═════ ESTRATTO FORNITO

6.     La rappresentazione collegata al modello ACT, definito Hexaflex, ci dà la possibilità di lavorare sui processi e naturalmente descrivere più a livello funzionale che nosografico un disturbo mentale, così come classificato dal DSM. Quindi, nel nostro caso specifico, partendo da un accurato assessment, attraverso la rappresentazione dell’Hesaflex si potrebbe costruire un intervento finalizzato al superamento della sofferenza (Salvatore Torregrossa).





7.     Collegato all’ACT troviamo il modello DNA-V, il cui potenziale consentirebbe agli adolescenti e ai giovani di individuare, dapprima i punti di forza, e di conseguenze favorire, nel qui ed ora, il superamento di abitudini mentali inutili L.L. Hayes, J. Ciarrochi, Adolescenti in crescita, Franco Angeli, Milano, 2017).

══════════
═════ DATI ARCHIVIATI

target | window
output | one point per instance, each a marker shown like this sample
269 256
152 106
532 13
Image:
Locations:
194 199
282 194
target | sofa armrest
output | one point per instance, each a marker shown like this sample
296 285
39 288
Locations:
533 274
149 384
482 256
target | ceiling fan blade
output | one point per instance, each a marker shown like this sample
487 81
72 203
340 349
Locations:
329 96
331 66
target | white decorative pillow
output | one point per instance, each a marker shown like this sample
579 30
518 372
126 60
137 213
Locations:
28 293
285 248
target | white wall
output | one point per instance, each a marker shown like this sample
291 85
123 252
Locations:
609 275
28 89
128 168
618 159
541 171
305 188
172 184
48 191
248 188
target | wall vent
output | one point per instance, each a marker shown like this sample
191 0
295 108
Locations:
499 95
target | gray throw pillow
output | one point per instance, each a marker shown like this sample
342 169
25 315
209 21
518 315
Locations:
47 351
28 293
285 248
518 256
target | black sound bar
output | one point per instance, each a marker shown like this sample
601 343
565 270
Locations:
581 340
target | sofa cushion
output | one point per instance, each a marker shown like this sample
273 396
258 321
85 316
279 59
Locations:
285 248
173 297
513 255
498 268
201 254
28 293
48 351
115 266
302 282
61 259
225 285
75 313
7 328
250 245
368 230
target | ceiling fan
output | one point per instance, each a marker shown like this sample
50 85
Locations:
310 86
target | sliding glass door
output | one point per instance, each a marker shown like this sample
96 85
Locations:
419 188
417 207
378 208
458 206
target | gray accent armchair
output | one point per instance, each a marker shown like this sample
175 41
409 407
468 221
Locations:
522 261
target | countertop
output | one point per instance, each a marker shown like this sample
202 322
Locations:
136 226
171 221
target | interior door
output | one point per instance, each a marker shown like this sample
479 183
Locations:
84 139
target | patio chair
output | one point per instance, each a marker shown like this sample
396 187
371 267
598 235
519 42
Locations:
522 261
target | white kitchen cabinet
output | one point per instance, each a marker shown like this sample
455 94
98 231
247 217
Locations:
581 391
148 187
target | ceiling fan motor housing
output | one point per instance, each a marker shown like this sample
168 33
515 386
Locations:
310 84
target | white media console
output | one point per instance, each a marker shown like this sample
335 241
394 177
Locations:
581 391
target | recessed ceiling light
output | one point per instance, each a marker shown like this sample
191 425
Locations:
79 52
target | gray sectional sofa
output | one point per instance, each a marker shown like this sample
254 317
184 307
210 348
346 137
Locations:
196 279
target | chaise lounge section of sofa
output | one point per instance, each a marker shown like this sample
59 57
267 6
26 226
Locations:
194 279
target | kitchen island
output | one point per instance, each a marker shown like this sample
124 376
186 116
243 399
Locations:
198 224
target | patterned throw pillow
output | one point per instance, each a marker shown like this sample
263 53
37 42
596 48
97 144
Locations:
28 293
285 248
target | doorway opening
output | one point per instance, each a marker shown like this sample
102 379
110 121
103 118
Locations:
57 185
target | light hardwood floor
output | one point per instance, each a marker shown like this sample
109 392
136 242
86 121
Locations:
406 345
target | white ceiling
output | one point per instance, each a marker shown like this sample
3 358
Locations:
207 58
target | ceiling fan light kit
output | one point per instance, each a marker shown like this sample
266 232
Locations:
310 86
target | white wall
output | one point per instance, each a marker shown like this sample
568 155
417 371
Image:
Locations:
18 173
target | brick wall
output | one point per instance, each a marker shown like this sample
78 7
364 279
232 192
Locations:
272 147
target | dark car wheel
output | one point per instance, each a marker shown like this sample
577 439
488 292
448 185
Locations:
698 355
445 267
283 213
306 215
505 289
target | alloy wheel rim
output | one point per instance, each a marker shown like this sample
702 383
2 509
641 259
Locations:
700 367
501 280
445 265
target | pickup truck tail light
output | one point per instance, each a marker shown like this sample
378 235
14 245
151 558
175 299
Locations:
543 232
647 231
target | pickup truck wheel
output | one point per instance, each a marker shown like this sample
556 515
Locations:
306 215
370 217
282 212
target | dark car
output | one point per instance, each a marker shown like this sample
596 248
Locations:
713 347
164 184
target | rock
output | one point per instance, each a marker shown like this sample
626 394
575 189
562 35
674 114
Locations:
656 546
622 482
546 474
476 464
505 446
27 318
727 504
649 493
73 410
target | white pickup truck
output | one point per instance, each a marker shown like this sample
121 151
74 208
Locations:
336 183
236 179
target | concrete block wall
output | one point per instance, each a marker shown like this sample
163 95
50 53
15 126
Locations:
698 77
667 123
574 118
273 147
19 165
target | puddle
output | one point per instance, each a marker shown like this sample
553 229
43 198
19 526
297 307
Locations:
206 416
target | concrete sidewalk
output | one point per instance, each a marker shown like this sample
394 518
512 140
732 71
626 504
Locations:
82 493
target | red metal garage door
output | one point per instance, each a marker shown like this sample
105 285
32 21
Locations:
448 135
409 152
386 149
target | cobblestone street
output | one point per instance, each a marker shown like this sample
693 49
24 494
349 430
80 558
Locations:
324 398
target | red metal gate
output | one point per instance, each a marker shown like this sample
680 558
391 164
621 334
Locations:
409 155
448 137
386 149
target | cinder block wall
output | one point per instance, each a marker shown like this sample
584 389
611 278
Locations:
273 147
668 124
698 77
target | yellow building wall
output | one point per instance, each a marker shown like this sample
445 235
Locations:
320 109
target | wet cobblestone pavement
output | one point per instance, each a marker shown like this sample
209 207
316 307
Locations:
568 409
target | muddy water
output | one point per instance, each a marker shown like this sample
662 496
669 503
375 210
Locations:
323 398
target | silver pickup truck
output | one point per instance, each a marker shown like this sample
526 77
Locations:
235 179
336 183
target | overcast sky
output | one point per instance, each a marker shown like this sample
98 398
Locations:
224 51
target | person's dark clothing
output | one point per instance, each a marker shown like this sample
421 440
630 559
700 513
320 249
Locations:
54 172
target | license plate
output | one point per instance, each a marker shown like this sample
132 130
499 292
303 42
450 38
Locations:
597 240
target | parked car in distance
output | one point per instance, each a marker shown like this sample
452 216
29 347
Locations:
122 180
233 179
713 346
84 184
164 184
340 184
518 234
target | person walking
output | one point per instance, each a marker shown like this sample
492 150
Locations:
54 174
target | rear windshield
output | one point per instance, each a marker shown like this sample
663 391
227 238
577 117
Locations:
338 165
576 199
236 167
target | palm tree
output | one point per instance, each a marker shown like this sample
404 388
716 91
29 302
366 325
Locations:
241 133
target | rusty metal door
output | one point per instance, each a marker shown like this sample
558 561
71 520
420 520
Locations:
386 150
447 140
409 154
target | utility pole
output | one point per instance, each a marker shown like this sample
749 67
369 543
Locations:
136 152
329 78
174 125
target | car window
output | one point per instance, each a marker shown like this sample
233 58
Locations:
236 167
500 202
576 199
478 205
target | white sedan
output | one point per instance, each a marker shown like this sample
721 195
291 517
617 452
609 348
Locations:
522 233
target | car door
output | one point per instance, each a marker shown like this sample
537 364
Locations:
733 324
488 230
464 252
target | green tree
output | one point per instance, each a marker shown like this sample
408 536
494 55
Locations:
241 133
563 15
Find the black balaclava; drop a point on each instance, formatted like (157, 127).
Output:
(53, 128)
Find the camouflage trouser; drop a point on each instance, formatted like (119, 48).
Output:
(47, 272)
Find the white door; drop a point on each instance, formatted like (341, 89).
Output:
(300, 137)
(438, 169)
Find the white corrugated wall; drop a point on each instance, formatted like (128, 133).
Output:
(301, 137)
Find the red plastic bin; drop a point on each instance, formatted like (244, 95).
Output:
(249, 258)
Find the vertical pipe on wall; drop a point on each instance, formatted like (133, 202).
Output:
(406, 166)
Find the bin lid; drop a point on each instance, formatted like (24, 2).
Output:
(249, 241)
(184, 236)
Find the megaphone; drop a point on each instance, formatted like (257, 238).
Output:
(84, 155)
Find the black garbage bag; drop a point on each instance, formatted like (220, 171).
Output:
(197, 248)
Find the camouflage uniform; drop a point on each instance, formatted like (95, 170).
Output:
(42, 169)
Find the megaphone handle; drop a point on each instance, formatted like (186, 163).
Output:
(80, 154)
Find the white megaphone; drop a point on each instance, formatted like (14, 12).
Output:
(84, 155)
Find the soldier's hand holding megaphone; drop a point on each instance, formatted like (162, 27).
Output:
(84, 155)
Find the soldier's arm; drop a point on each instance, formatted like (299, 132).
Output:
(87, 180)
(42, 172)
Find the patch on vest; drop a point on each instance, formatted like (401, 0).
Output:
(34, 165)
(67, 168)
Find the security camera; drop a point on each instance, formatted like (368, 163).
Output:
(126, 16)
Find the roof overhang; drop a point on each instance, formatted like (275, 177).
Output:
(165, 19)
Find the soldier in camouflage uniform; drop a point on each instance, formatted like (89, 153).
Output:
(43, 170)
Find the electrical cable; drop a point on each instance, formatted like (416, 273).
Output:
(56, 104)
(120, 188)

══════════

Nell'estratto fornito, come si chiama la rappresentazione collegata al modello ACT? Le voci salvate non servono.

Hexaflex.